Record
= = = = =
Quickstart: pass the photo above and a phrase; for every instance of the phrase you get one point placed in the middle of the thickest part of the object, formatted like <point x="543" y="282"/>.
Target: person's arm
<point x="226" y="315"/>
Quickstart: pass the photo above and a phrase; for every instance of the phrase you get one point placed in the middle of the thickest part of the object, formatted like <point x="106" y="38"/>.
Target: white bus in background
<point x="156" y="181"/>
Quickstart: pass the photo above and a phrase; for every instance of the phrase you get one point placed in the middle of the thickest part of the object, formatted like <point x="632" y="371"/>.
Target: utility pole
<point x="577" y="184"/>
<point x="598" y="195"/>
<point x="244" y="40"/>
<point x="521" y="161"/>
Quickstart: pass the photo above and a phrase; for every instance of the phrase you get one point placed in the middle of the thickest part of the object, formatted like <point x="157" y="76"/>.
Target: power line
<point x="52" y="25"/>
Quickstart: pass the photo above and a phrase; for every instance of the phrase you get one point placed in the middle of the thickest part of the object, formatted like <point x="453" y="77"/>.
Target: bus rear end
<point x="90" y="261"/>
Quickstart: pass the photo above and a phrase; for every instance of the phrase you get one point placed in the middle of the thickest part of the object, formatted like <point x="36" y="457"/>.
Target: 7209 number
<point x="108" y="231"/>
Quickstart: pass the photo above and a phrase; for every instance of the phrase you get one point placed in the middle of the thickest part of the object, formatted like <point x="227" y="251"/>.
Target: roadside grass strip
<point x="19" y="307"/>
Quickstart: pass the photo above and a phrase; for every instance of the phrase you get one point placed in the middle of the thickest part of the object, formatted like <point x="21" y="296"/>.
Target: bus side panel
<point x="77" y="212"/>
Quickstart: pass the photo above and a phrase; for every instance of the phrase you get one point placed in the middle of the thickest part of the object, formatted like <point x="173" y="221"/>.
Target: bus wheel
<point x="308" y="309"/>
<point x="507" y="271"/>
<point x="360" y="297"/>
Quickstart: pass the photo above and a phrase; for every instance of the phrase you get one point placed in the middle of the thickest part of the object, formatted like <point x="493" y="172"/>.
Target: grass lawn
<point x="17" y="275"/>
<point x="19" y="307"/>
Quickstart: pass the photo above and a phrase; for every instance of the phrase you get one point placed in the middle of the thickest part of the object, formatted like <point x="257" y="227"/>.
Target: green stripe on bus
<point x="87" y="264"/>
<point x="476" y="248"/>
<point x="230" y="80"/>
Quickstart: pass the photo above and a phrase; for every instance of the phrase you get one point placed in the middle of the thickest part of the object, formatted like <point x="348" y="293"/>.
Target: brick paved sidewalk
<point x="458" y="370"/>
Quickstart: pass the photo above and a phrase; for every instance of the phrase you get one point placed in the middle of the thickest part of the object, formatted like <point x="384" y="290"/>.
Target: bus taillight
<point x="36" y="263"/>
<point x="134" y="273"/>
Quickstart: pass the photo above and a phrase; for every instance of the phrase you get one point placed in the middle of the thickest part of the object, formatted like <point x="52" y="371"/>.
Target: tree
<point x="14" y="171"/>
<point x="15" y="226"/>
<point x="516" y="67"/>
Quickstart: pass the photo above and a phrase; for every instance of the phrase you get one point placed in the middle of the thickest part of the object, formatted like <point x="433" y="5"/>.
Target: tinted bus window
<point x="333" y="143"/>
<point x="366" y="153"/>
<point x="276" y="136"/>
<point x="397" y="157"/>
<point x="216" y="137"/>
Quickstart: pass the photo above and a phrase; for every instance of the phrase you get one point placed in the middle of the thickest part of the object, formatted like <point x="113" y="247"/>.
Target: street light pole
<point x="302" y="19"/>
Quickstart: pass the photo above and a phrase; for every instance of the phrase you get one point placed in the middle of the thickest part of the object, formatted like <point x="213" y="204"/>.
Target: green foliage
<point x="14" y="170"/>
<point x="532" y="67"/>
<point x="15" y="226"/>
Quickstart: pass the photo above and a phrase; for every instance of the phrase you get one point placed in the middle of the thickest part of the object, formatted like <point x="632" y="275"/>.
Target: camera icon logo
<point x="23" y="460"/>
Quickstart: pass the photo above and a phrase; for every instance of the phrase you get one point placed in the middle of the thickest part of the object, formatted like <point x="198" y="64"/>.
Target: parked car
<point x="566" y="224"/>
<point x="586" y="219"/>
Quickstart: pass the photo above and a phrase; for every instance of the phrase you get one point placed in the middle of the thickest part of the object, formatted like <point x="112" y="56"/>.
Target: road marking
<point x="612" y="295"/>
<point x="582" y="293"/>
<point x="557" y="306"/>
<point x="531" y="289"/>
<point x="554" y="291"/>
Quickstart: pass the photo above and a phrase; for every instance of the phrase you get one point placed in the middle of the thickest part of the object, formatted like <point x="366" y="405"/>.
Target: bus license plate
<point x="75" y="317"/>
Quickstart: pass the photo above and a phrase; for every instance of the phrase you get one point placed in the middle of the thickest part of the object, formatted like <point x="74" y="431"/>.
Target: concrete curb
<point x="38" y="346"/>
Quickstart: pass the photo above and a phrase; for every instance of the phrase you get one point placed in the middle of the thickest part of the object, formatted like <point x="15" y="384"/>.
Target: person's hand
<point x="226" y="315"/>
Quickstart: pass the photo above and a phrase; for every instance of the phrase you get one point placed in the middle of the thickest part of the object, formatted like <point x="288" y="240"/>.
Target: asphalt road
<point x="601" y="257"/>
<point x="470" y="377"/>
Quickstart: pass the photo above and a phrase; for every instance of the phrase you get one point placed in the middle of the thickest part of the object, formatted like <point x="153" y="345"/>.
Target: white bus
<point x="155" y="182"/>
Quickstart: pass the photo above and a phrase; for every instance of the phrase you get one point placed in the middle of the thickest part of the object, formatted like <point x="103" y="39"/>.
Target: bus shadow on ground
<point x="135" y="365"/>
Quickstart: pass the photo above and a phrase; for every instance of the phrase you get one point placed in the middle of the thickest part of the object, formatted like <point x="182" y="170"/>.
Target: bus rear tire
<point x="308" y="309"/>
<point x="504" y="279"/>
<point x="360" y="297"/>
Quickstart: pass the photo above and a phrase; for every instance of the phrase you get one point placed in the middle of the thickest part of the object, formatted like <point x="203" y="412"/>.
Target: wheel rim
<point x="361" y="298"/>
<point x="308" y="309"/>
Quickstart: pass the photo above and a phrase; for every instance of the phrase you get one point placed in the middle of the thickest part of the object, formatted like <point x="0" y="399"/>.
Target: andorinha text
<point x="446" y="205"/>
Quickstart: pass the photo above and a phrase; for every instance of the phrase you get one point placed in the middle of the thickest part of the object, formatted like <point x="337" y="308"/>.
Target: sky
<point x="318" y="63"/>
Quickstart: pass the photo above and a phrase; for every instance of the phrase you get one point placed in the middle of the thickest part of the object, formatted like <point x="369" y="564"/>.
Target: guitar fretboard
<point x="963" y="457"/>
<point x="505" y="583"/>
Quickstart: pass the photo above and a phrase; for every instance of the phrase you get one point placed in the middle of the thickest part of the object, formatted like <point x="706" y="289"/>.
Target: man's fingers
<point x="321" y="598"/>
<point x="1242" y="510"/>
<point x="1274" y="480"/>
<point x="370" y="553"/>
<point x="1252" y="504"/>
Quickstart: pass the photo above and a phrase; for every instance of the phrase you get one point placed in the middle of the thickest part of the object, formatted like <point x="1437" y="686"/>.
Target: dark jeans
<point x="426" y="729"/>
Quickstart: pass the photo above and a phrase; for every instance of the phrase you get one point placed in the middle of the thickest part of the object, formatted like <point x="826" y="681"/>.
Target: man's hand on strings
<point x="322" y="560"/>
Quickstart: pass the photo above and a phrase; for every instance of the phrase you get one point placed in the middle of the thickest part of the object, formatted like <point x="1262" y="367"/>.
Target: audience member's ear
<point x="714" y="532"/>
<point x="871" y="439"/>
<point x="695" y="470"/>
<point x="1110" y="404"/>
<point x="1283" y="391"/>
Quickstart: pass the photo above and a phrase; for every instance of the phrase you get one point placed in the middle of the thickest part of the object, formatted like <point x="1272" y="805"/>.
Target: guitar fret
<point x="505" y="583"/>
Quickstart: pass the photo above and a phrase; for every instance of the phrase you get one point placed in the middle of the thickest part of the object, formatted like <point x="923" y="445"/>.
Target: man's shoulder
= = = = =
- _Cosa fare_: Conta quante righe dei record contengono la stringa "person" e scrivi soltanto il numero.

- _Compito svolto_: 2